[begin Selected excerpt]

Stained glass takes on a different look at the Alankritha Art Gallery


STAINED GLASS evokes images of churches instantly. This craft has now moved away from the house of worship into contemporary times - it has assumed a new avatar so to say. Houses, offices, hotels, restaurants and other buildings at least in the metros are using stained glass as a form of decoration. Be it in the form of panels, friezes, partitions, objects such as lamps, paperweights etc - stained glass is chic.

Rose Farokh Mehta from Hyderabad who has been working in stained glass since almost a decade has mounted her creations at Alankritha Art Gallery.

There are just about four `pure' stained glass panels (with soldering) displayed against the window with floral motifs and a Krishna with the flute.

There are a few of the famous Tiffany lamps (big and small which are authentic). Some of them are in interesting shapes and designs and make for good living room pieces.

But most of the works are different from the usual stained glass ones - they use coloured glass (procured by the artist from the U.S.) but in a mosaic like effect. Pieces of glass are cut in different shapes and pasted to create a theme. The whole thing is then framed sans the glass.

[end Selected excerpt]

- **Complete the following**
1) Gather every line from the entries below that contains the word "dark", and copy each one out.
2) Write the next part of the stained glass article above, picking up after its final sentence.

[begin Data shown]

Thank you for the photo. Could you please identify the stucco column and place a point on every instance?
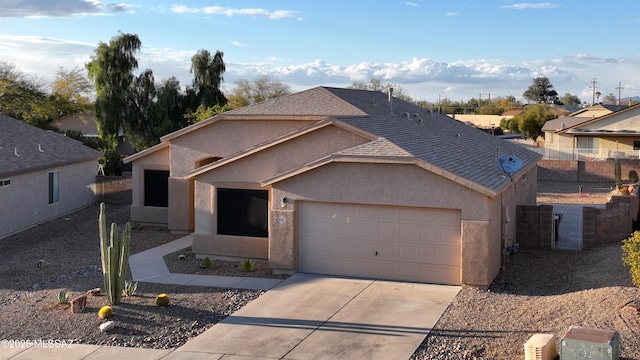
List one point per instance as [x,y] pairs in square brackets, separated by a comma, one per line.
[180,205]
[282,247]
[479,259]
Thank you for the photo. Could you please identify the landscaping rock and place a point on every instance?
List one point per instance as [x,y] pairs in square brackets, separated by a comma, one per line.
[79,304]
[104,327]
[94,292]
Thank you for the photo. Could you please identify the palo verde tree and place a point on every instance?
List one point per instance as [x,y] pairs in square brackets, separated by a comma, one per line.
[531,121]
[541,92]
[263,88]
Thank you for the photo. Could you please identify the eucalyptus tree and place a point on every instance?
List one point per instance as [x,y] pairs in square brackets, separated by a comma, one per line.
[541,91]
[207,71]
[117,103]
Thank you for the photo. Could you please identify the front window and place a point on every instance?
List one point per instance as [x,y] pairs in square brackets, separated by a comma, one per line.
[243,212]
[156,188]
[587,144]
[54,187]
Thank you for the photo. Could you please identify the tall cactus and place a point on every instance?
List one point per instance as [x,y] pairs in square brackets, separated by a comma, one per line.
[114,252]
[618,171]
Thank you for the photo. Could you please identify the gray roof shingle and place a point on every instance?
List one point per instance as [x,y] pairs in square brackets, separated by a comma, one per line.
[36,148]
[407,130]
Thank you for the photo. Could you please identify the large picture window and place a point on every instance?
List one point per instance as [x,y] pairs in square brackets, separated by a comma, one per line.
[54,187]
[243,212]
[156,188]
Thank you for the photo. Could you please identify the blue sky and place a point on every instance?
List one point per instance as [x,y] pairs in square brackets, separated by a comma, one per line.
[434,49]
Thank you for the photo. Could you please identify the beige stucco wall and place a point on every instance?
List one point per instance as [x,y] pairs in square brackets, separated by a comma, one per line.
[386,184]
[158,160]
[247,173]
[25,202]
[221,139]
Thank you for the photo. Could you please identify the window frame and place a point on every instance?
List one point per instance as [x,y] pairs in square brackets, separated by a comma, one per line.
[242,212]
[54,187]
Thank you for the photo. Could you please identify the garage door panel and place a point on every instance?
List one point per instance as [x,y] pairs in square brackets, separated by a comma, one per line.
[412,244]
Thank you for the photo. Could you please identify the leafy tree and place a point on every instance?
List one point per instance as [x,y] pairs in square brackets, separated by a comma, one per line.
[207,71]
[541,92]
[571,100]
[23,97]
[532,119]
[260,89]
[203,113]
[111,71]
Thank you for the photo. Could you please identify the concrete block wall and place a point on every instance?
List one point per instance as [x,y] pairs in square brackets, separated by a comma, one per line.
[534,226]
[584,171]
[114,189]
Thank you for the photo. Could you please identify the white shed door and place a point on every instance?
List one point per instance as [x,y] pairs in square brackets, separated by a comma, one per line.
[382,242]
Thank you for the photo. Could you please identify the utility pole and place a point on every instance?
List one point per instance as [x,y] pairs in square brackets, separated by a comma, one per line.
[619,88]
[593,86]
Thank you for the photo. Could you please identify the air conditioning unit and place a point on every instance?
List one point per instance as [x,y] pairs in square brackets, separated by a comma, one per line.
[540,347]
[586,343]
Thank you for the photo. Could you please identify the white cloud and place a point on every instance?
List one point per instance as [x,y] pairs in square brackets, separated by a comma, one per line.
[523,6]
[252,12]
[48,8]
[424,78]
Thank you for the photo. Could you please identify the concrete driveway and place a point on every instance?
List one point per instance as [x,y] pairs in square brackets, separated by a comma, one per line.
[319,317]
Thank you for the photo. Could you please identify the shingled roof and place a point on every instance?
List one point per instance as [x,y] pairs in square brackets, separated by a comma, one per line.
[25,148]
[463,153]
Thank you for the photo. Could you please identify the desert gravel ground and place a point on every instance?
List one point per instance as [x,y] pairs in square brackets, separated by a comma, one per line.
[538,292]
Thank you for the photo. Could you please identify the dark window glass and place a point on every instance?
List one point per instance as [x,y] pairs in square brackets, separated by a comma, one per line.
[243,212]
[156,188]
[54,186]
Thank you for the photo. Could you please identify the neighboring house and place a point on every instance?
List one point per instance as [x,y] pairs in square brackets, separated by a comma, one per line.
[339,181]
[43,175]
[596,132]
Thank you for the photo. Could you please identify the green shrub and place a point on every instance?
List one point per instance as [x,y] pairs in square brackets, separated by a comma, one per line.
[62,297]
[248,265]
[631,256]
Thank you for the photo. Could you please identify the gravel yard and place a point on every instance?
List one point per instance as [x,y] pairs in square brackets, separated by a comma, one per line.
[538,292]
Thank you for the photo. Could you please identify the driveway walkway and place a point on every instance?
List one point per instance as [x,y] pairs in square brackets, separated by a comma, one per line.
[304,317]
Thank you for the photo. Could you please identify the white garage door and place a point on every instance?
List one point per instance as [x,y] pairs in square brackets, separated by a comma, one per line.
[382,242]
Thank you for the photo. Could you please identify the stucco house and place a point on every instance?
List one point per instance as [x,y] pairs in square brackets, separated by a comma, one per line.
[43,175]
[339,181]
[594,133]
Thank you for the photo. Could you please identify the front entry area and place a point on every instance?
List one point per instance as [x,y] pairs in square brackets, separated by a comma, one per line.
[381,242]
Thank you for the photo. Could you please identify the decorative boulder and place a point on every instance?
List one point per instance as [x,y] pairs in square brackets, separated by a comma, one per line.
[162,300]
[79,304]
[107,326]
[105,312]
[94,292]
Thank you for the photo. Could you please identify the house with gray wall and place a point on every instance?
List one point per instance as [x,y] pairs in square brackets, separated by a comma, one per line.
[43,175]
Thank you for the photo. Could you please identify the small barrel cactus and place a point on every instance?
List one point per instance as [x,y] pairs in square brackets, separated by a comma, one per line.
[105,312]
[162,300]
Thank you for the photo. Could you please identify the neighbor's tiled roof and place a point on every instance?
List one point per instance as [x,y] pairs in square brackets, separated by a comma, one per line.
[36,148]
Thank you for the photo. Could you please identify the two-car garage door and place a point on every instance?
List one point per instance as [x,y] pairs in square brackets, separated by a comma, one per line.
[382,242]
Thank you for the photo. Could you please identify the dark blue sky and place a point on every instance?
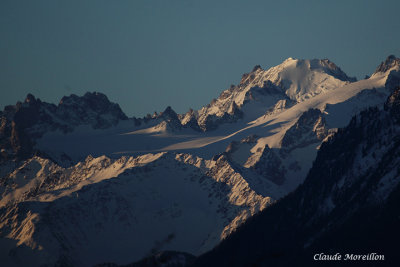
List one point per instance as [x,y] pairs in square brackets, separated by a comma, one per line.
[148,54]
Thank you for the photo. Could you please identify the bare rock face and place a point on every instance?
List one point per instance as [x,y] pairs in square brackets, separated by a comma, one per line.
[24,122]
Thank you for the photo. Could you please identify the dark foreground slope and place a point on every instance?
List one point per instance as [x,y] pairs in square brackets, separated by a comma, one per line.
[348,204]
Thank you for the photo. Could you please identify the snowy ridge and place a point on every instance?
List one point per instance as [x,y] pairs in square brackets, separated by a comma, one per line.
[102,197]
[82,173]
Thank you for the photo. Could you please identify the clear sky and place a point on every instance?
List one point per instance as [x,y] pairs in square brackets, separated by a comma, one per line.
[148,54]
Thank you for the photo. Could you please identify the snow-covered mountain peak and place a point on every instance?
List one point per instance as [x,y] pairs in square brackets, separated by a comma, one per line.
[391,63]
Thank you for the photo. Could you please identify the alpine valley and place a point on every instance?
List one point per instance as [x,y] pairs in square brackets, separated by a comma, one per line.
[294,160]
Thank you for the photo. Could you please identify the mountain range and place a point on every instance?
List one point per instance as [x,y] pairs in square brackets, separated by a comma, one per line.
[294,160]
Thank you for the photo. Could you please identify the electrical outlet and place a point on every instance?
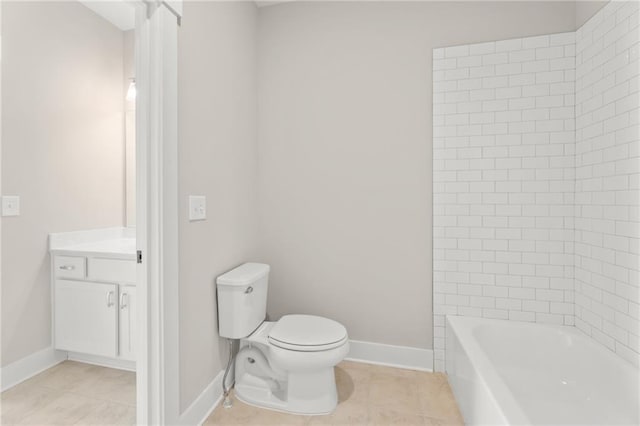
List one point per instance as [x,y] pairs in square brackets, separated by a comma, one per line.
[10,205]
[197,207]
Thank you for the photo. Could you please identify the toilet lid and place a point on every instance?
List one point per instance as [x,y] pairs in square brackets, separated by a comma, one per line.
[307,332]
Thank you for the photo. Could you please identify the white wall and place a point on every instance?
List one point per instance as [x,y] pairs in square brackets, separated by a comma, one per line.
[62,150]
[218,159]
[504,181]
[345,152]
[608,179]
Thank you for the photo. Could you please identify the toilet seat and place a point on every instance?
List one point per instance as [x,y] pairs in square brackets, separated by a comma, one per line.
[307,333]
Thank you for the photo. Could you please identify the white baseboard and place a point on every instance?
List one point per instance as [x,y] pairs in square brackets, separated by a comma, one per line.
[103,361]
[390,355]
[29,366]
[204,404]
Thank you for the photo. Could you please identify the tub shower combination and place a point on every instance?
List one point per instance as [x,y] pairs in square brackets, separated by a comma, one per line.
[511,373]
[536,235]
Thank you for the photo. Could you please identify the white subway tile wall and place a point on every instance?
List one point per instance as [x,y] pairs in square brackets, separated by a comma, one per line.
[503,149]
[607,224]
[511,220]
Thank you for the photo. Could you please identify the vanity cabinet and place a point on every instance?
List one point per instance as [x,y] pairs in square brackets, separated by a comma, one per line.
[86,317]
[95,306]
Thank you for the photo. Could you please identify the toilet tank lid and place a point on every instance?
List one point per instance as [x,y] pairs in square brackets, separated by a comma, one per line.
[244,274]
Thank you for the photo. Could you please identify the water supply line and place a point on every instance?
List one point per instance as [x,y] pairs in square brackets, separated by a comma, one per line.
[225,391]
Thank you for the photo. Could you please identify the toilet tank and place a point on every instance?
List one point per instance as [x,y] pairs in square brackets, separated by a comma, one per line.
[242,299]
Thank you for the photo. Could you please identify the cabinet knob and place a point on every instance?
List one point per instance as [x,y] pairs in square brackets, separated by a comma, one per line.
[123,303]
[109,299]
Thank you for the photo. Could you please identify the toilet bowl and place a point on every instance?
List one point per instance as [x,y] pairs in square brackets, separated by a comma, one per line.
[286,365]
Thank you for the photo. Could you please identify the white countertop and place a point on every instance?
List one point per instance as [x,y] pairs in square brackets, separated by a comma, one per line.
[116,243]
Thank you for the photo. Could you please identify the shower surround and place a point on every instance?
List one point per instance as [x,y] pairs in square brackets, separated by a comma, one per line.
[535,170]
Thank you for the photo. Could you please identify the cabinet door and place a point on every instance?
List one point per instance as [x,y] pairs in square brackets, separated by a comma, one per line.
[86,317]
[128,317]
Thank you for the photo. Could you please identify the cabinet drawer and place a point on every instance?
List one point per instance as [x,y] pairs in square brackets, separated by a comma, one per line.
[112,270]
[69,267]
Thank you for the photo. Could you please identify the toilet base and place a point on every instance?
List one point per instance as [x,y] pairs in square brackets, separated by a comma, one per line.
[308,393]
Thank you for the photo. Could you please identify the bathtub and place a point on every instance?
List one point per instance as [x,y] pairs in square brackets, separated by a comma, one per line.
[514,373]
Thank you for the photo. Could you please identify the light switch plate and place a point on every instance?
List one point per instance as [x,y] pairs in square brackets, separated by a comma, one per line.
[197,207]
[10,205]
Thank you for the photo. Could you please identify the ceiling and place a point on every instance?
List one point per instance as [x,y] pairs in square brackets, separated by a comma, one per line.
[118,12]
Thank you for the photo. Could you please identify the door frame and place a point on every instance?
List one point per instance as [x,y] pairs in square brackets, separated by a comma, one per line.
[157,378]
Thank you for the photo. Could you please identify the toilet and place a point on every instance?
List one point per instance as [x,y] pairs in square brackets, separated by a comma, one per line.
[285,365]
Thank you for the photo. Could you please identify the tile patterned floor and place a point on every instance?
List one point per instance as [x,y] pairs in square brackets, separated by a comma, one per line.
[72,393]
[367,395]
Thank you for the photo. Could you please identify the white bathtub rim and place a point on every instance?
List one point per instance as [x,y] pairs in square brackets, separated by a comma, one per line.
[486,371]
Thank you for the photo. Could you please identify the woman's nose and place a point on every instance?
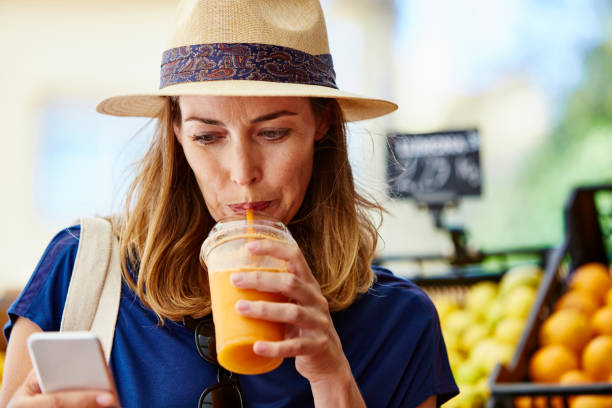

[end Data shown]

- **Answers to each task**
1)
Thank you for the photo. Could you please identify the dark window glass and place a point on every instance?
Thank you for the photo. Could you please identify the dark blue sky and place a point on every instance?
Thank you for the photo. Could you please identify the dark foreground slope and place a point on every instance?

2)
The themes range from nature (birds and flowers) to horses (in fact M.F. Husain's horses are translated into this glass work), Mother Teresa, Shirdi Sai Baba, some figurative (like a few `African heads' and a kingly `portrait) and semi-abstract works. Some of the works particularly the nayika (it is more or less a reproduction of a Rajasthani miniature painting) are further embellished with small beads and bangles. In the artist's words, "it is done so to make it look different." This way, the craft look is more dominant than the art. The themes used are those that can be related to by the common people.

Her inspiration for themes stem from various sources - from the environment, books, magazines and so on. Having a flair for design, it is easy for Rose Mehta to translate them into glass in her own way.

This way the commercial viability of the work is ensured. The cost factor in stained glass is certainly higher than the usual `mosaic' ones. But the painstakingly done (as there is a lot of labour involved in the making - foiling and soldering) stained glass effect is missing in such works.

The authentic stained glass works are any day higher in aesthetic value than the ones, which use cut glass. Moreover, the effect of light seeping through the glass is what adds to the beauty of the creation be it a panel or a lamp. The other works are like any wall hangings as far as the mounting goes. The only difference being a few lines of poetry inscribed on them.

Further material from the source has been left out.